■ Brief
Filter the records below, keeping every line that contains the string "orange" and copying each such line. Matching is case-sensitive.

Records from a dataset
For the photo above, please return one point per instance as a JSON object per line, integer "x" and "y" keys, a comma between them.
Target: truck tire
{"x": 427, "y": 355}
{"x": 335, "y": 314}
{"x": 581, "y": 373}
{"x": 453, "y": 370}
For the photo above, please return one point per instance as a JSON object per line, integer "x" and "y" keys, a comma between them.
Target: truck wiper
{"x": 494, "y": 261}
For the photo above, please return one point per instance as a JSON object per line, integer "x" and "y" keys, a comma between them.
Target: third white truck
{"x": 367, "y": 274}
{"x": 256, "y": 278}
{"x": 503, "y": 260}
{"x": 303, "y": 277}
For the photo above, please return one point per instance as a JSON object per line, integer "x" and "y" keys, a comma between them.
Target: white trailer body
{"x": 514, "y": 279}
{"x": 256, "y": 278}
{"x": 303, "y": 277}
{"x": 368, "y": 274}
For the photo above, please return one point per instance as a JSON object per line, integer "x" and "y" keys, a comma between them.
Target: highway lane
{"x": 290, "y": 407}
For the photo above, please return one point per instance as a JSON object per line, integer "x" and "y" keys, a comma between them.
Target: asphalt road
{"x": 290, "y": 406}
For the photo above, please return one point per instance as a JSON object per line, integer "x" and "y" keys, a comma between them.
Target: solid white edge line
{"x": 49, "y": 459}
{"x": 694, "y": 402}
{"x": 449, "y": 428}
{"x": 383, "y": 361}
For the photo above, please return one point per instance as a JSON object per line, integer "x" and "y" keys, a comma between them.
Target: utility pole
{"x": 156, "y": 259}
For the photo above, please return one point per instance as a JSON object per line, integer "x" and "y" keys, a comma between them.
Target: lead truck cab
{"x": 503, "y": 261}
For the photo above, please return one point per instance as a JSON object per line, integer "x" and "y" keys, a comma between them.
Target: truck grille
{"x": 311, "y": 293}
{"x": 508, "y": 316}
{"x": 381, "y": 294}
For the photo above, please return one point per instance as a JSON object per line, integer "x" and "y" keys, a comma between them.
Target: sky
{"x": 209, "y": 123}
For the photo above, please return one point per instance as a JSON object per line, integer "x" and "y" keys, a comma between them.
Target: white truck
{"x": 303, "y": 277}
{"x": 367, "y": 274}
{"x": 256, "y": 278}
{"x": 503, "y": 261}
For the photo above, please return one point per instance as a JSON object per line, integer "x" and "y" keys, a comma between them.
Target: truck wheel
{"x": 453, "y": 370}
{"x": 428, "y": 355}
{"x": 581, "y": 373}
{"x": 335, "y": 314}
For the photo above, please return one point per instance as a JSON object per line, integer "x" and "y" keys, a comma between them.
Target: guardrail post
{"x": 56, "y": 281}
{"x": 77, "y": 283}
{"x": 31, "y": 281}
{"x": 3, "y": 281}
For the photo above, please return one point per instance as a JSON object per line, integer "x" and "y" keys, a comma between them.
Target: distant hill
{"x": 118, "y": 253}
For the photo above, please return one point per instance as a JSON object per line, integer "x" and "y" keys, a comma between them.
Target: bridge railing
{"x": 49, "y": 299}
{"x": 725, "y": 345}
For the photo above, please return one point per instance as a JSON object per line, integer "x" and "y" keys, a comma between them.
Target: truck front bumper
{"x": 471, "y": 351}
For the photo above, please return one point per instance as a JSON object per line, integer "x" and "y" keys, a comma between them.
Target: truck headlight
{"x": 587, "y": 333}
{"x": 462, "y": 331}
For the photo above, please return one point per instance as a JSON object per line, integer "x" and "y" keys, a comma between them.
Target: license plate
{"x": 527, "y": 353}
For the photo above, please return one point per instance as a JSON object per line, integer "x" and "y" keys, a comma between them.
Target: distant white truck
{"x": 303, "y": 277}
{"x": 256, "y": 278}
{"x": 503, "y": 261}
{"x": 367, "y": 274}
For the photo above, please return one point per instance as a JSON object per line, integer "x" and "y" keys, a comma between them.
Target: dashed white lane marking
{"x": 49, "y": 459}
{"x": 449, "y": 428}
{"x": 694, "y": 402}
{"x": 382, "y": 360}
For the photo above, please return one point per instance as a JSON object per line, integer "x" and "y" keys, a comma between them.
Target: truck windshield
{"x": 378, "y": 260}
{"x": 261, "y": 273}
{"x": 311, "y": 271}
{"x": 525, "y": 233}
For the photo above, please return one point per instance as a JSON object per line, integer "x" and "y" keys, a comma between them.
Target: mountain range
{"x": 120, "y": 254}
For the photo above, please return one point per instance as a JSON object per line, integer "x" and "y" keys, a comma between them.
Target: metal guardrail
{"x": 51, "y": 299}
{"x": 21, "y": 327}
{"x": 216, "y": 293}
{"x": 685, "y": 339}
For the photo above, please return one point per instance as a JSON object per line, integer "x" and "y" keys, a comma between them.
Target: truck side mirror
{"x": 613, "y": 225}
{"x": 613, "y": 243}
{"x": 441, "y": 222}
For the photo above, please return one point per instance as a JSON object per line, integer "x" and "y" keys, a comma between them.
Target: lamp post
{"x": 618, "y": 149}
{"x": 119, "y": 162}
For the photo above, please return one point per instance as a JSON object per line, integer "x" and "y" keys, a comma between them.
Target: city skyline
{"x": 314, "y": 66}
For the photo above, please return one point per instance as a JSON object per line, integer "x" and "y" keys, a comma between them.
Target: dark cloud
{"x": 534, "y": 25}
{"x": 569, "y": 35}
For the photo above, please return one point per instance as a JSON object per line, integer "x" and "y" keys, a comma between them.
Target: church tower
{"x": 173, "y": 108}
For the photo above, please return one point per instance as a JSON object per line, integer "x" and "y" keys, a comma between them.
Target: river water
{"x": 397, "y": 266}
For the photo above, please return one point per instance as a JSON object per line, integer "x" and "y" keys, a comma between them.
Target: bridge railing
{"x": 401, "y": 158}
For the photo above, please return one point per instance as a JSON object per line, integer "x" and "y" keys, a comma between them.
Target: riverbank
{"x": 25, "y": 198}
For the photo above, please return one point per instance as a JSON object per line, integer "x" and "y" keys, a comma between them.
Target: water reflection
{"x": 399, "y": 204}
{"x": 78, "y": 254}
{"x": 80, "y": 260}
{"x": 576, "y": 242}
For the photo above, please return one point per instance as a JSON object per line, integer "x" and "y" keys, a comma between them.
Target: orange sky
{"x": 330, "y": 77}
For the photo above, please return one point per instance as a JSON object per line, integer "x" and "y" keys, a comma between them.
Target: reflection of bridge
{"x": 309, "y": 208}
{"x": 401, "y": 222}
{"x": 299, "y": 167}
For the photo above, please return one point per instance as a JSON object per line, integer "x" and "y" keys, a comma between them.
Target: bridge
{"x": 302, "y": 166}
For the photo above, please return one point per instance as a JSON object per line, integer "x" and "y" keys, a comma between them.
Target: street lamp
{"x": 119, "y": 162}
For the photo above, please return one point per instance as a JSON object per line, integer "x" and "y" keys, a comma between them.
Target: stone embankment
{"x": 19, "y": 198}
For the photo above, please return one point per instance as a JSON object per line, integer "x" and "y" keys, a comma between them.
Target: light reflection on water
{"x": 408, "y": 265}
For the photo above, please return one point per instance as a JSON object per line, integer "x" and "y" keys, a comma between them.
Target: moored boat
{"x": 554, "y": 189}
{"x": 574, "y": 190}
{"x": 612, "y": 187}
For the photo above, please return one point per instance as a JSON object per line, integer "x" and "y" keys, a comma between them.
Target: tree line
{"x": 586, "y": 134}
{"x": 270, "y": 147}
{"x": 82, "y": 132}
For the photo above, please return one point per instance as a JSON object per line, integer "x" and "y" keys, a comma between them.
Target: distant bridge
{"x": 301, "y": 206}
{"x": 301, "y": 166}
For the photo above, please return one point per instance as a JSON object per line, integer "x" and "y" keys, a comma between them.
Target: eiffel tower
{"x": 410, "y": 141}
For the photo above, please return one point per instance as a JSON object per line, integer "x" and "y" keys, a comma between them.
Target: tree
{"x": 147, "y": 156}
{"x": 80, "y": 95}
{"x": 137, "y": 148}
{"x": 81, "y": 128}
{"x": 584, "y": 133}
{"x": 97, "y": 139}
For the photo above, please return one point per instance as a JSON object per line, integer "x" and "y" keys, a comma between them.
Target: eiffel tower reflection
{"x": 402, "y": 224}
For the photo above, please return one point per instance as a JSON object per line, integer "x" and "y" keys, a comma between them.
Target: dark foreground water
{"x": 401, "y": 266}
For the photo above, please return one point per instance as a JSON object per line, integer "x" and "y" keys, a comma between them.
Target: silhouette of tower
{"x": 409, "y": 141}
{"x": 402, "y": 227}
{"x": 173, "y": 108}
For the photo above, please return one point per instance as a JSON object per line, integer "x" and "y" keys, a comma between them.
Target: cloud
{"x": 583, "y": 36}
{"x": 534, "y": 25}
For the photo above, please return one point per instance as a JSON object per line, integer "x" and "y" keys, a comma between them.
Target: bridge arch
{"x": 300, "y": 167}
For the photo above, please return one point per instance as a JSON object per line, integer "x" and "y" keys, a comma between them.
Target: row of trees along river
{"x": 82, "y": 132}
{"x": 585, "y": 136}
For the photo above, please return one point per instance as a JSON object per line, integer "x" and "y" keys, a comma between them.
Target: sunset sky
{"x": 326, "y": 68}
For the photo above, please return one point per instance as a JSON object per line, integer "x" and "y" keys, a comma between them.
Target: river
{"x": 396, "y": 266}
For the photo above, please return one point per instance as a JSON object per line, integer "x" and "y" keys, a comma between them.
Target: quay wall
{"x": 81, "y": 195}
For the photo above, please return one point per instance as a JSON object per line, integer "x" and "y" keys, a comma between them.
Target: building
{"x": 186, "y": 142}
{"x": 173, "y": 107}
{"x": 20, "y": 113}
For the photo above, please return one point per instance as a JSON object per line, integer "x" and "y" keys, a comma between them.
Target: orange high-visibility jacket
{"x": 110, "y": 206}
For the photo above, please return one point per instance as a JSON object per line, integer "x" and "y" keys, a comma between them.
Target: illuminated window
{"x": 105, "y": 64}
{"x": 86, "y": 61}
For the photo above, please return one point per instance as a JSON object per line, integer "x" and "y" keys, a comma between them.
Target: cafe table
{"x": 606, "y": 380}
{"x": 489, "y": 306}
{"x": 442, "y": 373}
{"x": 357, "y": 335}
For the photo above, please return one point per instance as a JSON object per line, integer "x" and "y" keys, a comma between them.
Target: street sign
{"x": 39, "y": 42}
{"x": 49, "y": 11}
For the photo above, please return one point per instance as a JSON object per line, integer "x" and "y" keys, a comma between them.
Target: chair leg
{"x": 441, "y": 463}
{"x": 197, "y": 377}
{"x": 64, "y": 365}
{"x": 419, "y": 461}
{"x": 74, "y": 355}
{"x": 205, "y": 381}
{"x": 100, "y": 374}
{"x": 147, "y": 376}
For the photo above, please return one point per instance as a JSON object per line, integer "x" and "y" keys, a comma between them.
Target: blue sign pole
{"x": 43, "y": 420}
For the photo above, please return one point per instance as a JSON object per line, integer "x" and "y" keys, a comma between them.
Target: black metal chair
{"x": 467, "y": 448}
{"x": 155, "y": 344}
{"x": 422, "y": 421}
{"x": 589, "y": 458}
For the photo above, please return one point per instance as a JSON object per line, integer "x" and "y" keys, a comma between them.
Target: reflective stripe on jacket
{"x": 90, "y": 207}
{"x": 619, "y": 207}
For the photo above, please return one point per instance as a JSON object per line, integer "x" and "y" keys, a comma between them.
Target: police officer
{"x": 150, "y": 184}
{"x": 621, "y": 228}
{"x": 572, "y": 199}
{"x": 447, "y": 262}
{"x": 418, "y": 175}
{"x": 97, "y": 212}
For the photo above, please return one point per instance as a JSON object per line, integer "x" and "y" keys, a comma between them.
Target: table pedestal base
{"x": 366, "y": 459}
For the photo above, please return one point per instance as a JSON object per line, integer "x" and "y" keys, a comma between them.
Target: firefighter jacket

■ Worked solution
Target: orange sky
Target: orange high-visibility jacket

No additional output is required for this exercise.